PASSAGE PROVIDED ->
(begin)

A panel created to come up with ways to shave a $5 billion chunk off the $25.5 billion debt of the Public Employee Retirement System held its final public meeting on Friday.
The PERS Unfunded Actuarial Liability Task Force is the brainchild of Gov. Kate Brown, who wanted a group of top public and private minds to tackle the debt. In a move criticized by Republicans, Brown limited their mandate to revenue. Any changes in retiree benefits would wait.
A final report is due on Brown’s desk by Nov. 1.
During Friday’s meeting at Portland State University, the group came to a consensus on a two-part approach.
Part one: Generate money via a smorgasbord of options, including redirecting part of the Rainy Day Fund, selling timberlands, and a 5 percent increase in licenses and fees. Possible amounts were as little as $10 million by selling a vacant prison property to $1.1 billion over 10 years in combined new lottery and liquor revenue.
“There’s not one silver bullet, but a series of things that do add up to a significant amount of money,” said panel member Bob Livingston, a battalion chief with the Salem Fire Department.
Part two: Use the money from Part One to create a matching fund for the more than 800 entities that are part of the PERS. Each would submit a long-range plan to control retiree benefits.

(end)

Location labeling records ->
(begin)

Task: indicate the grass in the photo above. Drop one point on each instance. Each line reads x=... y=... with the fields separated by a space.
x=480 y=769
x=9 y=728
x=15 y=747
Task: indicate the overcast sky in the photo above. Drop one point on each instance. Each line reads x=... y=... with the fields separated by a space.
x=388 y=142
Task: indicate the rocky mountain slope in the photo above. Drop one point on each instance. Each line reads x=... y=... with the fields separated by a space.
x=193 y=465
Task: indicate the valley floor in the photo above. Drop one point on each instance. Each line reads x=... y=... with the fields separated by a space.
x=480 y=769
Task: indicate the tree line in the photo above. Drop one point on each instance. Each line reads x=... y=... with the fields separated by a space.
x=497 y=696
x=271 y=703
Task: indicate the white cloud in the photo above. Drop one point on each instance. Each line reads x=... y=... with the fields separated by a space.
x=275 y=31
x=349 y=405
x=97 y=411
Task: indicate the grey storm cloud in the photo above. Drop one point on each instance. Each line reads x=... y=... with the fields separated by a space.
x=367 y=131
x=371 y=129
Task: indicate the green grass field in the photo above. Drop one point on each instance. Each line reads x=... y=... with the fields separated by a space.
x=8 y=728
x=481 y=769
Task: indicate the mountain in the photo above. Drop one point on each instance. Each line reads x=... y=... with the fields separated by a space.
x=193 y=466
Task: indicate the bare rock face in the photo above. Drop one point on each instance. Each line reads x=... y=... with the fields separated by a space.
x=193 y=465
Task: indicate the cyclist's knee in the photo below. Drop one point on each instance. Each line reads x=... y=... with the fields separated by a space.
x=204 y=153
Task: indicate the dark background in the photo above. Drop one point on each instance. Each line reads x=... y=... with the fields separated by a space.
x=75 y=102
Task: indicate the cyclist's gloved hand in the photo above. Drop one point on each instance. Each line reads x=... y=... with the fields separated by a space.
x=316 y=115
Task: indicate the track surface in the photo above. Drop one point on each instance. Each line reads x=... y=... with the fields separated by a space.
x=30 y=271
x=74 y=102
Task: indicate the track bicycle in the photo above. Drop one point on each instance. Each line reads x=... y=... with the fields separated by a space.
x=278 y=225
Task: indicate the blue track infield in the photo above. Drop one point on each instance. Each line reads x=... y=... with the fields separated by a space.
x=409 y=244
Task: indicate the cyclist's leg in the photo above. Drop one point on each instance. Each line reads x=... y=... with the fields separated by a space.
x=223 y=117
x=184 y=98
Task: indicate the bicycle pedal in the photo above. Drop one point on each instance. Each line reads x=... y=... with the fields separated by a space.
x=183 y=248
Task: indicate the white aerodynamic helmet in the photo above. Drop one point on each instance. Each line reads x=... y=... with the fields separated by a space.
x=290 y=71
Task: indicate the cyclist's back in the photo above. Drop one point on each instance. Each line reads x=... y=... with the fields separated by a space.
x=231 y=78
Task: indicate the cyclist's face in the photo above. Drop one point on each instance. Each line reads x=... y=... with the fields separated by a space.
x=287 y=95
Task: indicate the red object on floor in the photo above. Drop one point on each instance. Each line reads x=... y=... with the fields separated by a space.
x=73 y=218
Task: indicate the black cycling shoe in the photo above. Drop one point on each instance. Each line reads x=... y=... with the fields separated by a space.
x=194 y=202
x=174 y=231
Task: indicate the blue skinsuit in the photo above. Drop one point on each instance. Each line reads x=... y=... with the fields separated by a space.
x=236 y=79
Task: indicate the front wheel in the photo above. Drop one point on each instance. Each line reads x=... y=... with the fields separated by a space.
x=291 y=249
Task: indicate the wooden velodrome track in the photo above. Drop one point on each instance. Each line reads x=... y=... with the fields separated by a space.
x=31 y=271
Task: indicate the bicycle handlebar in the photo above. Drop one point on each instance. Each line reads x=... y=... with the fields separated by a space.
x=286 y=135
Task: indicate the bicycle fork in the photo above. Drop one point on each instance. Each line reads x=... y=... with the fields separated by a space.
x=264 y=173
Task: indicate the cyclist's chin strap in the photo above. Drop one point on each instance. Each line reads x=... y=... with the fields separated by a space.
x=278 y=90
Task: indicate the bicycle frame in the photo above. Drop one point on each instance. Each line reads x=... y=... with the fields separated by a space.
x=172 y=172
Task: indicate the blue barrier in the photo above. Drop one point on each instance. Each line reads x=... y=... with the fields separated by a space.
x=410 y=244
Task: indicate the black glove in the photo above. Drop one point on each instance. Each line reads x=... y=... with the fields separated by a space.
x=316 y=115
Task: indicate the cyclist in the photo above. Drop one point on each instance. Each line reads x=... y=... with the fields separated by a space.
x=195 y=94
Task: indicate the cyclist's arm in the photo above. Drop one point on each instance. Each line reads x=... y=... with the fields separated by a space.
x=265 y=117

(end)
(begin)

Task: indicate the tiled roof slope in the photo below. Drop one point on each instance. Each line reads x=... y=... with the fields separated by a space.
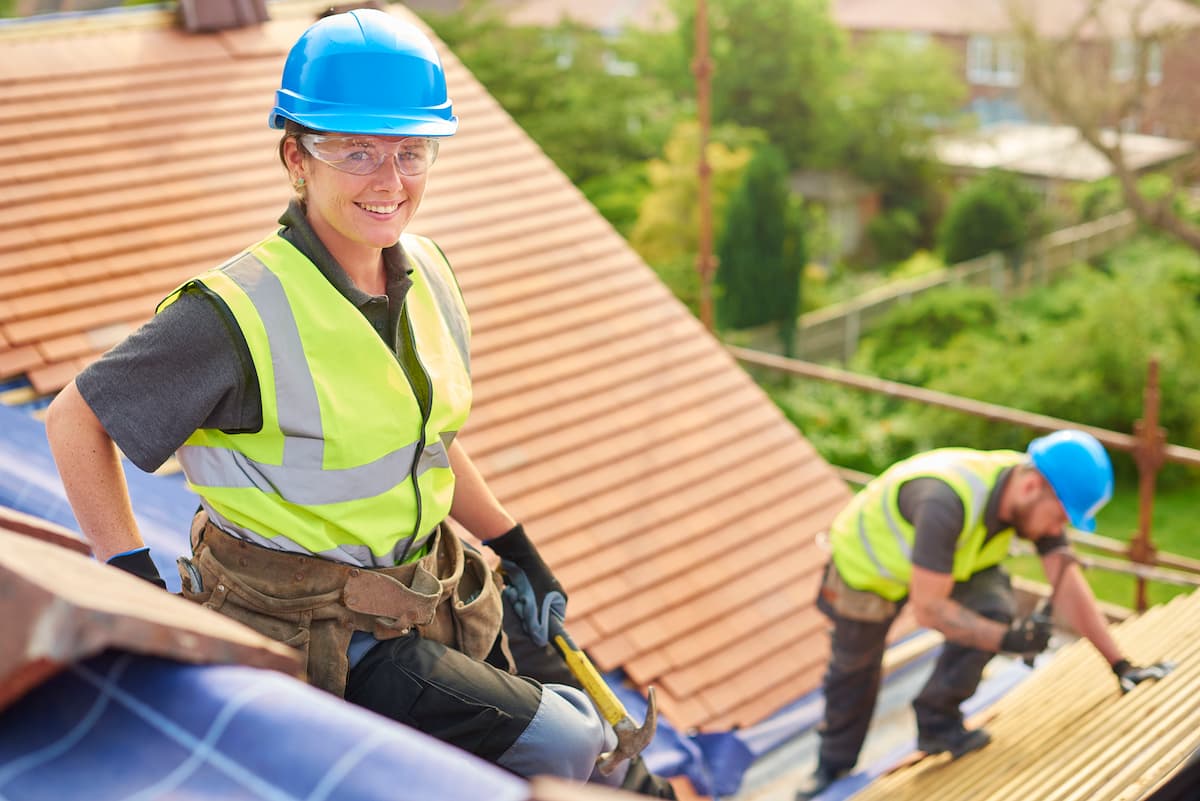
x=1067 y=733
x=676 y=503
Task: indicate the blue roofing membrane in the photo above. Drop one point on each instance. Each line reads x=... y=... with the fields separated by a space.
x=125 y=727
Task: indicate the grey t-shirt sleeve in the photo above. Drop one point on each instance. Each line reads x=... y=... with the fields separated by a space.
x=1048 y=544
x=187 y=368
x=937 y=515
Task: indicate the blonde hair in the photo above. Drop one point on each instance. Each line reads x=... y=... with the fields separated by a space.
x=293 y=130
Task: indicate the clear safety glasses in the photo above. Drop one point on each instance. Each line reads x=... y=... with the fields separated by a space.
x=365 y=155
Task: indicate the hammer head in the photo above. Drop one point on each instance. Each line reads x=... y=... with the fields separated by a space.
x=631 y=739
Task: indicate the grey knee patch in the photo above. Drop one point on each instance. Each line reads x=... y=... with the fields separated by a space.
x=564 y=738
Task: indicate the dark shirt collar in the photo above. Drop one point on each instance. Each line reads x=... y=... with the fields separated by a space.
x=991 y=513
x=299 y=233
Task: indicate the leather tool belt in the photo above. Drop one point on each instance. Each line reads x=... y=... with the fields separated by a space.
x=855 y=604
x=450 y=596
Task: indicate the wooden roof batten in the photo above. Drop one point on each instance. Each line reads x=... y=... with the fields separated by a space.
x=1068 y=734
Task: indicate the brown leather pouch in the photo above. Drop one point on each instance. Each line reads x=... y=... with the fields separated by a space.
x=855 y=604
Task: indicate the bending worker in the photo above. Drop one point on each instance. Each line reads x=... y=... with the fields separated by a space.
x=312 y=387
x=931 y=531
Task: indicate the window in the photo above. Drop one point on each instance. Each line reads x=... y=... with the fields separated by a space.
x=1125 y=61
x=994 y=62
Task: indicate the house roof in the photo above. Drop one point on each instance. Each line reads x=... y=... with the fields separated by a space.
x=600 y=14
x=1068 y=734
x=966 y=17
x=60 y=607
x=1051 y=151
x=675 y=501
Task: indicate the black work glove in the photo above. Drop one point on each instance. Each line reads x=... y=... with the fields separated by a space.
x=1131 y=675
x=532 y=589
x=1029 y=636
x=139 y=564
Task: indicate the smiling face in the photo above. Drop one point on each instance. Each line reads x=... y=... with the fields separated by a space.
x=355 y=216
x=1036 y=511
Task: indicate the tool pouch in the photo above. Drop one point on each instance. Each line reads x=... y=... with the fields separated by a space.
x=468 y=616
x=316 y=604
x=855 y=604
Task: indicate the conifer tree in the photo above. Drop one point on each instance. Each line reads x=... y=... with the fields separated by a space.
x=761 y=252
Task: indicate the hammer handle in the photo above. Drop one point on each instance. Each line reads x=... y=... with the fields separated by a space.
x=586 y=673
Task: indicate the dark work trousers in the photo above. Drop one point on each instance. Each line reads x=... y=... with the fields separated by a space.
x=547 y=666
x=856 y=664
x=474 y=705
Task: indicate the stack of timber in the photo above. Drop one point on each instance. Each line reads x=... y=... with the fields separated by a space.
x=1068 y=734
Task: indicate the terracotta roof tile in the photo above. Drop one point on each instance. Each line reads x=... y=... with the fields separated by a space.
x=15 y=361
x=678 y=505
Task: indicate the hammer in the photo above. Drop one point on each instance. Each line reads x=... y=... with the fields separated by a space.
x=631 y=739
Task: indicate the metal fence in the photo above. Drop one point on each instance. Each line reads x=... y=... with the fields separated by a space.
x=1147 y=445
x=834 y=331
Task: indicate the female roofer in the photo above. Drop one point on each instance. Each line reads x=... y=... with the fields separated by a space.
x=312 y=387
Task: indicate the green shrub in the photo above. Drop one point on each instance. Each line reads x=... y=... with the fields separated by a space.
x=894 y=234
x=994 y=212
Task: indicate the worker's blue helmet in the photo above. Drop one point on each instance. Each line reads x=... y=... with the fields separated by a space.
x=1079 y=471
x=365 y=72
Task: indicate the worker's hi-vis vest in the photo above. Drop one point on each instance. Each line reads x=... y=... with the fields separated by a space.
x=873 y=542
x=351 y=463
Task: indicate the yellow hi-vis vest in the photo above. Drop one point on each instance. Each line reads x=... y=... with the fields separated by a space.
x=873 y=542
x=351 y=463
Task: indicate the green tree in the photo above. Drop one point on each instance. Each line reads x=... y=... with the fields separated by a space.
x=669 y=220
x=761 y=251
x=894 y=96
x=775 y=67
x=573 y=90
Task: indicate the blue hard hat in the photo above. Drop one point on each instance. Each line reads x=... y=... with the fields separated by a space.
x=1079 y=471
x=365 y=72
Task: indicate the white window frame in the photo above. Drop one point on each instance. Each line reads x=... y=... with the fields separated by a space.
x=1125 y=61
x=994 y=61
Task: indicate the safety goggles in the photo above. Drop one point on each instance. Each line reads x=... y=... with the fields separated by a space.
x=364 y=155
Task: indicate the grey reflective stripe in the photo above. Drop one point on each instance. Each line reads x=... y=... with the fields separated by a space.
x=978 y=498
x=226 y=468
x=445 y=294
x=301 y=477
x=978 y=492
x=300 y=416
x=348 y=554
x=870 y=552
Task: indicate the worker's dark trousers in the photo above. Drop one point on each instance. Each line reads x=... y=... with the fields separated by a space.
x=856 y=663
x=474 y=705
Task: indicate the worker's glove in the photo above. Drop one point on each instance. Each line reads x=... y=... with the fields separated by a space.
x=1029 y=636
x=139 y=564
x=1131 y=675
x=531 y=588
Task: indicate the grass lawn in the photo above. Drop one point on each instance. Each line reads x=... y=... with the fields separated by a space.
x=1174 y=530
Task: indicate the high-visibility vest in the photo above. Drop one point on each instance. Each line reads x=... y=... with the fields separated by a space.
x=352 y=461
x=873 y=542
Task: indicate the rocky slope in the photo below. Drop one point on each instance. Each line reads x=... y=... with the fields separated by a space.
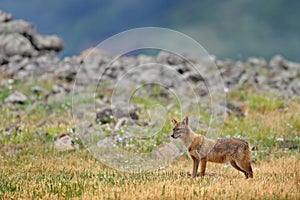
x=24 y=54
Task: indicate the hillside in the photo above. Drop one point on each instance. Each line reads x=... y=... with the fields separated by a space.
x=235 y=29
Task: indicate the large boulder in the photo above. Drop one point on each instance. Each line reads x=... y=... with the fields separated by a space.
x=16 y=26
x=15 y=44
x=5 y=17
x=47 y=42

(end)
(begin)

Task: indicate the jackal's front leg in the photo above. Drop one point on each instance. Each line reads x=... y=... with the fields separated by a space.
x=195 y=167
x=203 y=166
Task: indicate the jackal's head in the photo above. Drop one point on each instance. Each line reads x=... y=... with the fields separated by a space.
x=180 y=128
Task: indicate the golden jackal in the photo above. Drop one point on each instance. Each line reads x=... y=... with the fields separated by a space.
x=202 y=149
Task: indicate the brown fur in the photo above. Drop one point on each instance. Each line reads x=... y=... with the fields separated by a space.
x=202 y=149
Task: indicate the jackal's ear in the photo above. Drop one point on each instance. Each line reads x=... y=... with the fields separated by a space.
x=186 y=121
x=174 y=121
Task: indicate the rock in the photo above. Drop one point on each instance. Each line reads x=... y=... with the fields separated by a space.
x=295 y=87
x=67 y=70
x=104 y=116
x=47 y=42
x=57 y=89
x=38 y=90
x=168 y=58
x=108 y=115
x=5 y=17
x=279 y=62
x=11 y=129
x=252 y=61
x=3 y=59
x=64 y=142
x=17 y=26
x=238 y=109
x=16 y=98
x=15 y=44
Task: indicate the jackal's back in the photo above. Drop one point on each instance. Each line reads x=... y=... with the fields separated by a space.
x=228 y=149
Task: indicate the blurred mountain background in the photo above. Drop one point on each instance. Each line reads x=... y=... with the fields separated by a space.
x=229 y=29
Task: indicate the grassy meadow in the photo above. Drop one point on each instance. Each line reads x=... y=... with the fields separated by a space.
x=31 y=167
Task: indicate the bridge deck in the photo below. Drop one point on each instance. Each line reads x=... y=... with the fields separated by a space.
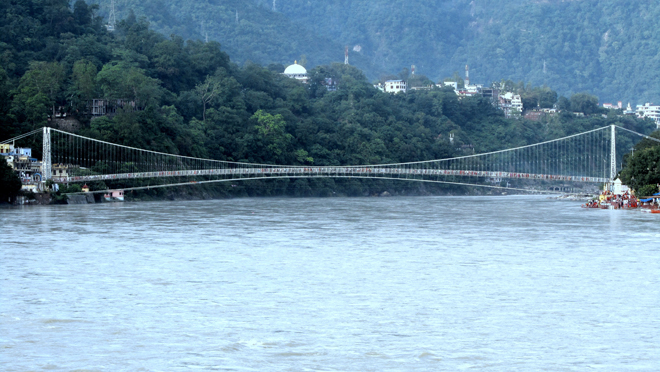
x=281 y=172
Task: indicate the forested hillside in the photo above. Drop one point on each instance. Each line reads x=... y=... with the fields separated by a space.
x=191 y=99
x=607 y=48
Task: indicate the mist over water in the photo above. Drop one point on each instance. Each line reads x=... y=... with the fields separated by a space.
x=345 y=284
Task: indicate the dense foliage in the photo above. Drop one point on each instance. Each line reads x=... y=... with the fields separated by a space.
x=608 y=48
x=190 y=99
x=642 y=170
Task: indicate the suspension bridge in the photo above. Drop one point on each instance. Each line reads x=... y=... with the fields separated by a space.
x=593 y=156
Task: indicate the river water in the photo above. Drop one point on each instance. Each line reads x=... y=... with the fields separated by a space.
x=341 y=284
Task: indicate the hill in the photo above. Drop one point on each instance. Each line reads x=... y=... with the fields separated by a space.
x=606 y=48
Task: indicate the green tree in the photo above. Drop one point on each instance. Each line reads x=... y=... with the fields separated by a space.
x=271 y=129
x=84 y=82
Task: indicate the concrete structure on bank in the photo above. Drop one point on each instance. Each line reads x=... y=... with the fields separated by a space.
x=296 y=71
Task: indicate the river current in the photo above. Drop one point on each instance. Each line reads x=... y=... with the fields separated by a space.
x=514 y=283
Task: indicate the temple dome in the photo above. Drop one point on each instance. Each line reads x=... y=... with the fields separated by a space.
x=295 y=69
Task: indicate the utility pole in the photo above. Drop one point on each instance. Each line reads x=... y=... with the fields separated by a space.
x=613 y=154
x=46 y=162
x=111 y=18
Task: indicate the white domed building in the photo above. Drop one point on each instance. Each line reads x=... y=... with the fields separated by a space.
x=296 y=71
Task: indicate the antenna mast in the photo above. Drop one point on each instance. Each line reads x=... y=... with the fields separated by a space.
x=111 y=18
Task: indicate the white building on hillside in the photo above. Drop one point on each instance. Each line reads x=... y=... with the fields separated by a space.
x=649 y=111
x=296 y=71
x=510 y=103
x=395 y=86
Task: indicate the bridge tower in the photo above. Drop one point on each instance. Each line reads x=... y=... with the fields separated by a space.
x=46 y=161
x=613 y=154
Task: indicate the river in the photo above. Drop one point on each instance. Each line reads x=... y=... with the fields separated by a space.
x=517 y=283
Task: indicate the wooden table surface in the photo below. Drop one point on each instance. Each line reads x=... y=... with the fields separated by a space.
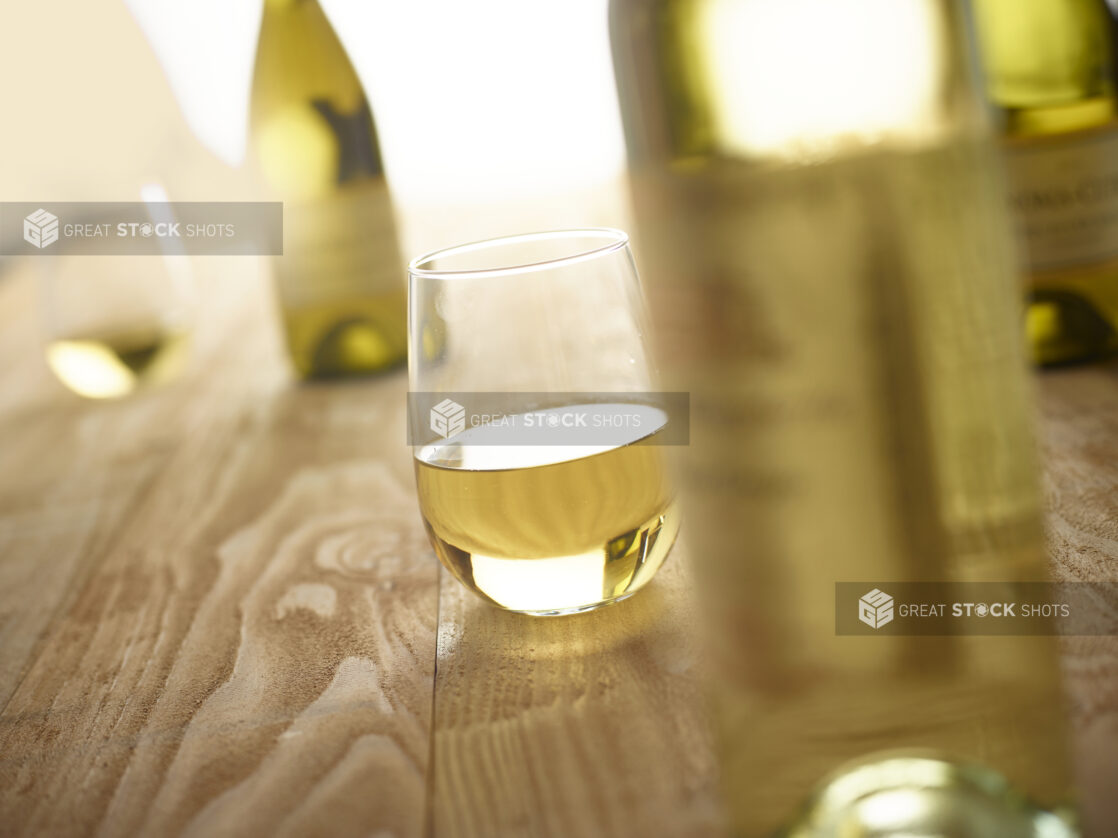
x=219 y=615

(end)

SET PROBLEM 1 -> In the PERS article, by what date is the task force's final report due on the governor's desk?
SET PROBLEM 2 -> Rewrite the records from the line with "Task: indicate the grassy" up to and including the line with "x=341 y=284", replacing "photo" with "image" and keeping everything else unchanged. Leave the pictures out of your answer.

REPLY 1 -> Nov. 1.

REPLY 2 ->
Task: indicate the grassy meadow in the image above. Drop one point on each instance. Each line reads x=... y=... with the fields separated by a space.
x=31 y=167
Task: indicate the bridge deck in the image below. Drop one point on each instance. Each line reads x=... y=... with the fields separated by a space.
x=281 y=172
Task: indicate the forested hillside in the image above. Drop one point on each instance. Each line reads x=... y=... with the fields separated by a space.
x=191 y=99
x=607 y=48
Task: indicate the mist over water in the image above. Drop one point on each instance. Each line reads x=... y=... with the fields separated by a space.
x=345 y=284
Task: indicate the dense foliage in the image above. Drop one point on each instance. Each line reads x=... y=... with the fields separated by a space.
x=608 y=48
x=190 y=99
x=642 y=170
Task: indicate the suspension bridge in the image above. Drop one point on each instance. Each line reads x=... y=... with the fields separated by a space.
x=593 y=156
Task: indicate the river water in the image above. Drop one point on each instance. Each line reads x=... y=... with the fields separated by a space.
x=341 y=284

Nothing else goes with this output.